### [STATED EXERCISE]
Show every line below that contains the word "white", copying each one in full.

### [DATASET]
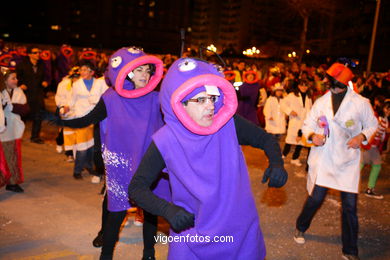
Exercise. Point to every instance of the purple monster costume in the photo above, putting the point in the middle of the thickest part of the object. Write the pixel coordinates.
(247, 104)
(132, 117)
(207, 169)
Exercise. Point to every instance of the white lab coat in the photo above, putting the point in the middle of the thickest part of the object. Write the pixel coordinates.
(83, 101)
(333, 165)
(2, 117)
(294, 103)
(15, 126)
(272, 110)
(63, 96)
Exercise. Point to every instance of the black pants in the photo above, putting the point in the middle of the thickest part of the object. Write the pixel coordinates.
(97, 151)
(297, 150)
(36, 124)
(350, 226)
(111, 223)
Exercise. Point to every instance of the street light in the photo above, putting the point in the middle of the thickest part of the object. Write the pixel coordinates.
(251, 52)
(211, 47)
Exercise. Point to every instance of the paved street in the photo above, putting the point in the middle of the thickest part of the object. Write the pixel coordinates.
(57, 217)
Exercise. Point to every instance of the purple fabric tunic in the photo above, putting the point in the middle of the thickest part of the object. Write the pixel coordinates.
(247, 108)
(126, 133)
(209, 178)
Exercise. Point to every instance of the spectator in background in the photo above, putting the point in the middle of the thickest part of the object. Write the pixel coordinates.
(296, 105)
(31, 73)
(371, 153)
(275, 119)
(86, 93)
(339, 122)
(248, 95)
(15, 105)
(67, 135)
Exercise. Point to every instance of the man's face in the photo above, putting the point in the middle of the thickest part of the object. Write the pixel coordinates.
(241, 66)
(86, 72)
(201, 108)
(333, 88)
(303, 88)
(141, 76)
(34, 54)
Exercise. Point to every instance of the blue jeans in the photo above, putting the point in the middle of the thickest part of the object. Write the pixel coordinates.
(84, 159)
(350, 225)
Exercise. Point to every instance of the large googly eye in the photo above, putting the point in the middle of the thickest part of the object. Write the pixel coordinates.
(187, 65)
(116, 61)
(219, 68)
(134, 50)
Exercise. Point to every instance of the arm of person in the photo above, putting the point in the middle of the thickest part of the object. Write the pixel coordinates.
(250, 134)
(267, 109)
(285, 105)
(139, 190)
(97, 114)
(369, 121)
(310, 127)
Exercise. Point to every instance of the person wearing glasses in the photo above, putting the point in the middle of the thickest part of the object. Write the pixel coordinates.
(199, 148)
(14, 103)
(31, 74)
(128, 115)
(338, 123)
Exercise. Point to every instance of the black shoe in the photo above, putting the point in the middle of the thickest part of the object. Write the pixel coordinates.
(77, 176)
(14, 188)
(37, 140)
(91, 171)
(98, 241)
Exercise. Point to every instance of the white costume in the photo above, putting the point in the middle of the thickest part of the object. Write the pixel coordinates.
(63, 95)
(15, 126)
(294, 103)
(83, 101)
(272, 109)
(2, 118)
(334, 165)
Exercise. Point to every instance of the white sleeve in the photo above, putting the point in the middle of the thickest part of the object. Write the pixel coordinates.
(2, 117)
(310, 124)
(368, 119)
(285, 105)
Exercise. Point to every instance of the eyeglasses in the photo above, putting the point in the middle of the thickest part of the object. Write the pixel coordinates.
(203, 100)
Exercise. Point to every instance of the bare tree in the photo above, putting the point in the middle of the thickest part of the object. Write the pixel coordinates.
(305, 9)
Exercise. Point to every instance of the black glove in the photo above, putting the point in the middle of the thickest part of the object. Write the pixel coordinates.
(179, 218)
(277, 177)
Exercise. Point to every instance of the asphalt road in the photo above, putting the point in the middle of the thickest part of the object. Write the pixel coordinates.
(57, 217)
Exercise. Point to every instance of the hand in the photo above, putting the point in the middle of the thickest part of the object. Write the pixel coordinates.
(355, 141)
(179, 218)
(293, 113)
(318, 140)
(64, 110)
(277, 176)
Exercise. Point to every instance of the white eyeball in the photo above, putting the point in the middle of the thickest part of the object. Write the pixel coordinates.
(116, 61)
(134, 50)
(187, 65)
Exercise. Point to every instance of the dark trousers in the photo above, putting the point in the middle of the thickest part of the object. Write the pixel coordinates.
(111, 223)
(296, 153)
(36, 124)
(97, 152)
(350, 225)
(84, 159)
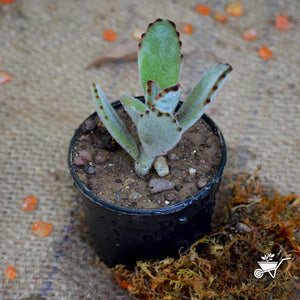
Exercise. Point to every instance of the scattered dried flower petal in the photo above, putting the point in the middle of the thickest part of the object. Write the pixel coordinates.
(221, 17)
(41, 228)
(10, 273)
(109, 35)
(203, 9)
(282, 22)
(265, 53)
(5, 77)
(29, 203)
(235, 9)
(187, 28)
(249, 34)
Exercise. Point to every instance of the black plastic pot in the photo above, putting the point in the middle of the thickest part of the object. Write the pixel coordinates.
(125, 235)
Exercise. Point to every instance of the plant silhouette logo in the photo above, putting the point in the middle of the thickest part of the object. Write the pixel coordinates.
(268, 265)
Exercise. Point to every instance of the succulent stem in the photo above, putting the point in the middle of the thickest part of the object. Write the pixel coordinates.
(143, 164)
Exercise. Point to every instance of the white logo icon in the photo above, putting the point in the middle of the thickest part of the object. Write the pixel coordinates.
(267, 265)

* * *

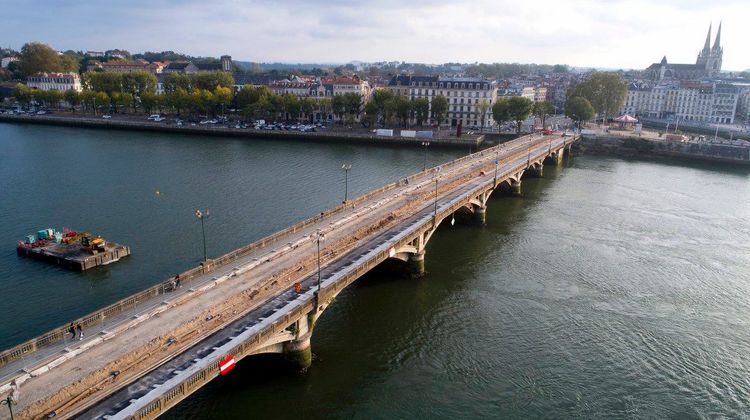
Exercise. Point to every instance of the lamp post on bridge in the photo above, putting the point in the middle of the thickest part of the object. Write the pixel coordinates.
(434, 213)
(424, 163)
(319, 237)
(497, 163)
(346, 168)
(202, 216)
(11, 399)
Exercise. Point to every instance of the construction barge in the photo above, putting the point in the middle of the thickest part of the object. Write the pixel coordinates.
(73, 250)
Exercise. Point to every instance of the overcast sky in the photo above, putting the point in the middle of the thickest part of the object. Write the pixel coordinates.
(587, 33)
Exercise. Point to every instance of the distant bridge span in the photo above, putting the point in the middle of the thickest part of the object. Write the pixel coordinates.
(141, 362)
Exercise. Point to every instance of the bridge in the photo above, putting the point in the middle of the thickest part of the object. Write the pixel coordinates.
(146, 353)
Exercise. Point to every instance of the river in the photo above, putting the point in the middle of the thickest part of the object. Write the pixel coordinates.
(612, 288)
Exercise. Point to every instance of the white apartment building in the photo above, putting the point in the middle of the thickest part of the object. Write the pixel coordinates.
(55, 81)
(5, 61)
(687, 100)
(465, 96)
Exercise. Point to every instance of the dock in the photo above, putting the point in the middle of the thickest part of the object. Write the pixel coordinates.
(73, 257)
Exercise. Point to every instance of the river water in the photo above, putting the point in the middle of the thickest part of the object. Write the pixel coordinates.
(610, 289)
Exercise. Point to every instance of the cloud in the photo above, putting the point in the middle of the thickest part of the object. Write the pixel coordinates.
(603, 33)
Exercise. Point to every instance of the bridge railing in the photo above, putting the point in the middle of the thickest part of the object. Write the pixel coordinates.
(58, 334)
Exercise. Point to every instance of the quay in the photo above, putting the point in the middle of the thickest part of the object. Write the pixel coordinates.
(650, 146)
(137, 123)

### [TASK SOLUTION]
Exercise. Point to every instance of the white lab coat in the photo above, putting the point in the middle of the thickest part of the object. Write the pixel coordinates.
Exercise. Point to every instance of the white costume in the photo above, putting the point in the middle of the thickest part of the object. Write the pixel coordinates.
Exercise. Point to every instance of the white sleeve in the photo above, putting the point in the middle of the thickest part of the object. Write the pixel coordinates.
Exercise. Point to every instance of the white eyeball in the photo above, putting the point in the middle of the thickest part of the object. Write the pixel coordinates.
Exercise. Point to every instance of the white logo icon in the photo above, putting the point in the middle of the thickest part of the object. Write the pixel coordinates.
Exercise. Point to every instance of the white apartment building in the photo above, putting the point in the middle of the thickest part of the object. Write the pixel coordinates.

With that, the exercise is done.